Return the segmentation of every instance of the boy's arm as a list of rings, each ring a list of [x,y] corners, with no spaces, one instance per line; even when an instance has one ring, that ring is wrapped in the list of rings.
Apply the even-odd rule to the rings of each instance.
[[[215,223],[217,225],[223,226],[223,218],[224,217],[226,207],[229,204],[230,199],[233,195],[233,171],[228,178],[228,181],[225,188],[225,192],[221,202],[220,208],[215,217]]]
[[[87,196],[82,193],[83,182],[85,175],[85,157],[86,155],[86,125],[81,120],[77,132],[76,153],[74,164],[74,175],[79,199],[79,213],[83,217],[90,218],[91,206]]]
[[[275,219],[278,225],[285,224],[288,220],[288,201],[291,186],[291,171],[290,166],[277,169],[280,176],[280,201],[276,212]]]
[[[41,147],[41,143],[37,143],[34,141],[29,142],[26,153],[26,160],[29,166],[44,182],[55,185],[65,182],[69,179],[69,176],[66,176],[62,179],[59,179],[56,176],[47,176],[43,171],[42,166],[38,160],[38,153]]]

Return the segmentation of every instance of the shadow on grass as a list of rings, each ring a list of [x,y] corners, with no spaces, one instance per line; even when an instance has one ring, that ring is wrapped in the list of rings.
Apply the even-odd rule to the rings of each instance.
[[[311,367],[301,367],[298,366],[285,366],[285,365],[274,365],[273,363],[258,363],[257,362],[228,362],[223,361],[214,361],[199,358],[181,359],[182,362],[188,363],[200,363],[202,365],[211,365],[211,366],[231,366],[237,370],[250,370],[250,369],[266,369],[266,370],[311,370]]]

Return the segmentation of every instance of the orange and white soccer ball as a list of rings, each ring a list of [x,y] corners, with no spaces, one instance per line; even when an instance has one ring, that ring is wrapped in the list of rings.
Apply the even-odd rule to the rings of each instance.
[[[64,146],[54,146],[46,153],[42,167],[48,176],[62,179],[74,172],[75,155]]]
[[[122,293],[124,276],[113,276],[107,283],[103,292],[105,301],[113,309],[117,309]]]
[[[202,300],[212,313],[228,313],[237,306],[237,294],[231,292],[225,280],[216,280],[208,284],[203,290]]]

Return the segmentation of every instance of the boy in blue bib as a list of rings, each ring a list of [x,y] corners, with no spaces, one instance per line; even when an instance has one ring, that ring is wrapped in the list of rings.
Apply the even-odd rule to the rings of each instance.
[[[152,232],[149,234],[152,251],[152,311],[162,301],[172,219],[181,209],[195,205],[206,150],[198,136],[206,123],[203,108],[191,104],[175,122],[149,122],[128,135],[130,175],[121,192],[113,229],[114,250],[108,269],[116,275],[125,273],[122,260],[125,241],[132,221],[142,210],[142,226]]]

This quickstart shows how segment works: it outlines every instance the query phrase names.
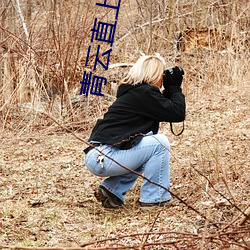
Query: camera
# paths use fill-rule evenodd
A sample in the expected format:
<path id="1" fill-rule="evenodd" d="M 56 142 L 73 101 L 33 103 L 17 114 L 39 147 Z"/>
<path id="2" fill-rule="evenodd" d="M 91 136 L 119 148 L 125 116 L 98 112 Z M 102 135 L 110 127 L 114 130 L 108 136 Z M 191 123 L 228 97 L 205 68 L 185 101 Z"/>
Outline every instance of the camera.
<path id="1" fill-rule="evenodd" d="M 169 85 L 181 86 L 184 70 L 181 67 L 174 66 L 167 68 L 163 72 L 163 85 L 167 88 Z"/>

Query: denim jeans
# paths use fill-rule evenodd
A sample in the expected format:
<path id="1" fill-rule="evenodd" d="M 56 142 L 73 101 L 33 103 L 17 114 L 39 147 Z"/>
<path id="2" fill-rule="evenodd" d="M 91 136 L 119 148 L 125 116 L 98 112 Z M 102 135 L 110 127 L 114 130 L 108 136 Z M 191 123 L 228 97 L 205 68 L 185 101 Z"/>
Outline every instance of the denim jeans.
<path id="1" fill-rule="evenodd" d="M 150 181 L 170 188 L 169 168 L 169 142 L 162 134 L 146 135 L 134 147 L 120 150 L 115 147 L 101 145 L 97 147 L 104 155 L 114 159 L 121 165 L 132 169 Z M 108 177 L 102 181 L 101 186 L 124 202 L 124 195 L 134 185 L 137 174 L 122 168 L 111 159 L 104 156 L 103 164 L 98 157 L 101 153 L 92 149 L 85 155 L 85 164 L 94 175 Z M 140 202 L 157 203 L 170 200 L 170 194 L 165 189 L 144 180 L 140 190 Z"/>

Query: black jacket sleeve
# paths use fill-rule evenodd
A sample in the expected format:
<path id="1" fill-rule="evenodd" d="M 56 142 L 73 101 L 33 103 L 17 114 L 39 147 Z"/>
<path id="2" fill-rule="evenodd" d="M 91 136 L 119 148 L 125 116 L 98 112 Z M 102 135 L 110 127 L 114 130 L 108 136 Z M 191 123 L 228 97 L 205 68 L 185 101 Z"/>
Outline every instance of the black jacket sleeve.
<path id="1" fill-rule="evenodd" d="M 167 93 L 161 93 L 158 88 L 151 86 L 145 91 L 144 112 L 159 122 L 181 122 L 185 120 L 185 96 L 180 87 L 173 86 Z"/>

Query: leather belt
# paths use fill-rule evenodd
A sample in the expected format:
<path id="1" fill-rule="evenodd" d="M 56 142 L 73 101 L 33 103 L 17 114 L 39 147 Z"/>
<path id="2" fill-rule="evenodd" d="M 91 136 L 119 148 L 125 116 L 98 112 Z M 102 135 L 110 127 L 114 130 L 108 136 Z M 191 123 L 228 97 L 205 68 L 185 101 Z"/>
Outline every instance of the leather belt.
<path id="1" fill-rule="evenodd" d="M 85 154 L 87 154 L 89 151 L 91 151 L 91 150 L 94 149 L 95 147 L 99 147 L 100 145 L 102 145 L 102 143 L 91 143 L 91 146 L 85 148 L 85 149 L 83 150 L 83 152 L 84 152 Z"/>

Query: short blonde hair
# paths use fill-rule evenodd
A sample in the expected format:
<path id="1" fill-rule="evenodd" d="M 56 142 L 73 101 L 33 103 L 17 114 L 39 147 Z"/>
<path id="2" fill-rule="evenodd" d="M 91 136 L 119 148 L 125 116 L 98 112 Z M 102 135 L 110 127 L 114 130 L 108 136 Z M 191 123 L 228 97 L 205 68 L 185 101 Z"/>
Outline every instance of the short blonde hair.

* [TO BE DONE] Return, word for word, every line from the one containing "Query: short blonde hair" through the last line of the items.

* [RESULT OF THE TASK]
Query: short blonde hair
# paths use fill-rule evenodd
A sample in the expected format:
<path id="1" fill-rule="evenodd" d="M 56 142 L 73 101 L 33 103 L 17 114 L 39 147 Z"/>
<path id="2" fill-rule="evenodd" d="M 91 136 L 119 148 L 125 116 L 98 112 Z M 102 135 L 110 127 L 114 130 L 108 136 Z M 191 123 L 228 97 L 205 68 L 185 101 Z"/>
Outline every instance of the short blonde hair.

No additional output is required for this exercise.